Salvador
A Prefeitura de Salvador lançou mais uma edição do Programa Afroestima, para capacitação para afroempreendedores de Salvador. A aula inaugural aconteceu no auditório Makota Valdina, na sede da Secretaria Municipal de Cultura e Turismo (Secult), no Comércio, na tarde desta terça-feira (19).
O projeto conta com a parceria do British Council e a execução do Instituto IRIS, oferecendo cursos gratuitos nos segmentos de gastronomia, moda, bem-estar, artesanato, acessórios, arte e cultura. As aulas acontecem até o dia 29 de outubro, em formato híbrido, presencial e online.
Para seguir recebendo os investimentos do British Council, foi assinado o aditivo ao acordo de cooperação para que o Afroestima, iniciativa no âmbito do Programa Salvador Capital Afro. Durante a solenidade, a vice-prefeita e secretária municipal de Cultura e Turismo de Salvador, Ana Paula Matos, destacou o impacto do projeto na vida da população negra soteropolitana.
"É o movimento de uma cidade que se posiciona como uma uma cidade antirracista e com políticas públicas eficientes. Mas nenhum governo é capaz de resolver, sozinho, um problema histórico. A gente precisa, de fato, entender o nosso papel de fomento e de capacitação, mapear os nossos valores e construir essa rede, mostrando para o mundo nosso talento.”, afirmou ela.
Em seguida é anunciou a criação de linhas de crédito específicas com foco em fomento, e acesso ao mercado nacional e internacional. “Continuaremos trabalhando a fim de buscar investimentos e parcerias para levar os empreendedores a eventos e feiras, impulsionando a economia e promovendo a equidade racial", ressaltou Ana Paula.
A secretária municipal da Reparação (Semur), Isaura Genoveva, celebrou a lotação de pessoas negras no auditório. “Muito me orgulha estar numa gestão que pensa todos os dias como empoderar o povo preto. O Afroestima é o resultado disso. Desejo que a gente tenha vários ciclos e que esse curso de formação possa impactar a vida de muitas outras pessoas, que cheguem a milhões de ciclos, e que a gente possa viver uma Salvador cada vez melhor. Espero que a gente, num futuro próximo, não tenha mais que discutir tanta dor, e que a gente exija melhores condições, melhores lugares, na a certeza de que quem está na gestão desta cidade, está trabalhando e pensando para poder entregar mais e viabilizar uma verdadeira reparação em nossa cidade”, afirmou.
A chefe do Gabinete Salvador Capital Afro, Ivete Sacramento, ressaltou que o projeto promove autoestima e traz valor a mão de obra negra da capital baia através do empoderamento dos empreendedores.
“Queremos ouvir esses empreendedores e viabilizar uma verdadeira autoestima, fazer com que os nossos 82% de empreendedores negros da Bahia entendam que eles precisam caminhar para a monetização da mão-de- obra negra da cidade de Salvador”, ponderou.
O Diretor de Artes Brasil no British Council, Rafael Ferraz, destacou o impacto da política pública para a população afrodescendente de Salvador, com dados que comprovam os resultados.
“Acho que essa sala cheia demonstra a relevância e a consistência do programa. Considero, também, importante a gente olhar esses números que materializam a efetividade dessa iniciativa. Esse monitoramento e essa avaliação mostram o que os afroempreendedores vão encontrar pela frente, e nos dão novos caminhos, para que essa capacitação seja cada vez mais eficaz”, argumentou Ferraz.

MATERIAL DE ORIGEM:
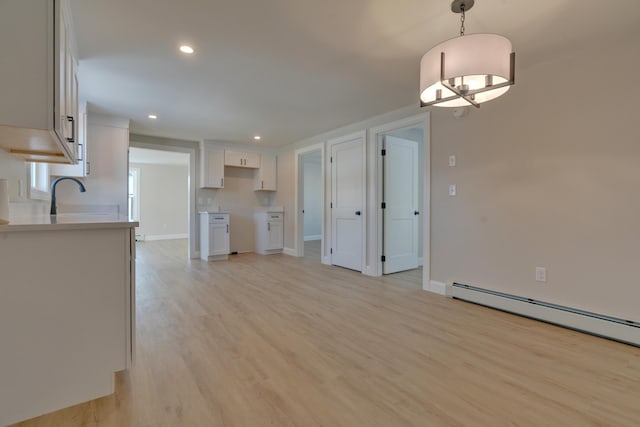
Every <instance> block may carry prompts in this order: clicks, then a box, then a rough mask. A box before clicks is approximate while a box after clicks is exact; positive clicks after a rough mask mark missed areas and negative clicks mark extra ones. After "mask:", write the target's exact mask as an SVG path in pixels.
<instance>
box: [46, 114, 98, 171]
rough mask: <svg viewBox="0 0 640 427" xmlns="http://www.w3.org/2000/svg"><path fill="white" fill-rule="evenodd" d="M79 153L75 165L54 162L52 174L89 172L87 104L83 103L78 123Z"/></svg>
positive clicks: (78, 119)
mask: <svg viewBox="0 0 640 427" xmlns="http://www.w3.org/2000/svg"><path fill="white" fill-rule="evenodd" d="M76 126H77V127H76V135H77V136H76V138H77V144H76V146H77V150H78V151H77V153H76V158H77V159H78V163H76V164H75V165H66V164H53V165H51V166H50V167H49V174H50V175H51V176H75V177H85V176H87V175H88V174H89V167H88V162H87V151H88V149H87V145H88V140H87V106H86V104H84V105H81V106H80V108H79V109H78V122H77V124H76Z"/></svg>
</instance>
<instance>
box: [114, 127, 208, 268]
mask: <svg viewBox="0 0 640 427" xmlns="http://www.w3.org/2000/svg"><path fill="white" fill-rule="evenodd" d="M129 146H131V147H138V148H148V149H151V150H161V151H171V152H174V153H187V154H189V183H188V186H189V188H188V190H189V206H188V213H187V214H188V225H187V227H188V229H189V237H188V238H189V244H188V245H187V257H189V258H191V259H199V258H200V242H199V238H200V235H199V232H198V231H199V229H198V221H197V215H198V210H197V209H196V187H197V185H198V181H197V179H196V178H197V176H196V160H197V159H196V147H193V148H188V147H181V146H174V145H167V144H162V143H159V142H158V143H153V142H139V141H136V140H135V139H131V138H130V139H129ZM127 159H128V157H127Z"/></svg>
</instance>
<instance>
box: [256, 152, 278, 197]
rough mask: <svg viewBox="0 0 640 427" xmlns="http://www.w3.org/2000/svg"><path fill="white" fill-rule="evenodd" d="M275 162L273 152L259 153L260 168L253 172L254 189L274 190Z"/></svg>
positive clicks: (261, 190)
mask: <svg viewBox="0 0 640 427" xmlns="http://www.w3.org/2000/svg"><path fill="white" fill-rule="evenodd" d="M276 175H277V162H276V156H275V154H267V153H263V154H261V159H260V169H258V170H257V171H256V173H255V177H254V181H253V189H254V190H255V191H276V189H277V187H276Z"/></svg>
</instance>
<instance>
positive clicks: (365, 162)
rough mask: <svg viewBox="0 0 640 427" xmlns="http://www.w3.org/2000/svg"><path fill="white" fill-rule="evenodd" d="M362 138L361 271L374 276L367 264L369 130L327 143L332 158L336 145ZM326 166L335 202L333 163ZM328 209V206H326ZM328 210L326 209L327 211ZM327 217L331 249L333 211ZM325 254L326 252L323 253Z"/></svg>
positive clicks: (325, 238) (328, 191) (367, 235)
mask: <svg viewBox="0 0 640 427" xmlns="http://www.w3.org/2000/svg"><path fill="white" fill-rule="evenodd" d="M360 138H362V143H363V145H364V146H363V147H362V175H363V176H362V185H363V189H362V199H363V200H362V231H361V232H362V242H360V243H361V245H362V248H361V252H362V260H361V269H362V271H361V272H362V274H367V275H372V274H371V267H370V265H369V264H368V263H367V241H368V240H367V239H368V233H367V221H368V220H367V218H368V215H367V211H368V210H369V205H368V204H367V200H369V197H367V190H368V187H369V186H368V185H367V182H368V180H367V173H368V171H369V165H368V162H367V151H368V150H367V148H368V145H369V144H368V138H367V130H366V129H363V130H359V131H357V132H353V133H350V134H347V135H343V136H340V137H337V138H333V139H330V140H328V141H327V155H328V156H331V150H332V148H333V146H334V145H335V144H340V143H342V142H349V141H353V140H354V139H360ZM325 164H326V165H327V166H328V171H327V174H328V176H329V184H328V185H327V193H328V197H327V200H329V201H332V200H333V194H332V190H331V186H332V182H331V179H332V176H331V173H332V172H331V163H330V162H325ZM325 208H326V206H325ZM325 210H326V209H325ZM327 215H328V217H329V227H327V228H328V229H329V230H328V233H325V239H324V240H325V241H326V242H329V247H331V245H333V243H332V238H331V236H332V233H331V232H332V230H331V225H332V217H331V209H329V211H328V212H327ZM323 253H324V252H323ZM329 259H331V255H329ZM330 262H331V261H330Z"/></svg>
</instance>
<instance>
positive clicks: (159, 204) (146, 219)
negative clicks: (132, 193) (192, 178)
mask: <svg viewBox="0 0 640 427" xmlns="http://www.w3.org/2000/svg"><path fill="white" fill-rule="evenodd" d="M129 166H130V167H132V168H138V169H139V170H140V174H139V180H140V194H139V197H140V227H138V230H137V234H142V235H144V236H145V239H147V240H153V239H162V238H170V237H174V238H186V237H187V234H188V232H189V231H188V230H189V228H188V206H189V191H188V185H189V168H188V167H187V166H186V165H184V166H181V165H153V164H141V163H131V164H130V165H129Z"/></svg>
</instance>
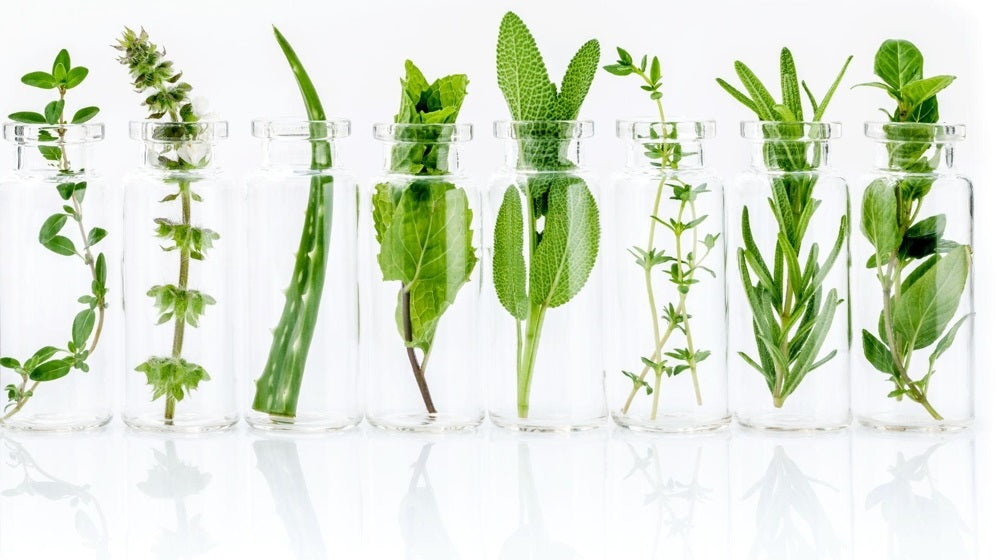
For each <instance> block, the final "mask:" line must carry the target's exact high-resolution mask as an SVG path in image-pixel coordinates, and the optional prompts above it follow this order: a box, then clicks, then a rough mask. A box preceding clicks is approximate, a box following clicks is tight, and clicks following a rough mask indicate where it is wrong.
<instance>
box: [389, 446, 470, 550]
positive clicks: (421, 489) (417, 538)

OBJETIVO DO EXERCÍCIO: Reescreva o trecho do texto sobre o Programa Afroestima que começa com as palavras "Em seguida é" e termina com "ressaltou Ana Paula.", trocando "feiras" por "exposições".

RESPOSTA:
Em seguida é anunciou a criação de linhas de crédito específicas com foco em fomento, e acesso ao mercado nacional e internacional. “Continuaremos trabalhando a fim de buscar investimentos e parcerias para levar os empreendedores a eventos e exposições, impulsionando a economia e promovendo a equidade racial", ressaltou Ana Paula.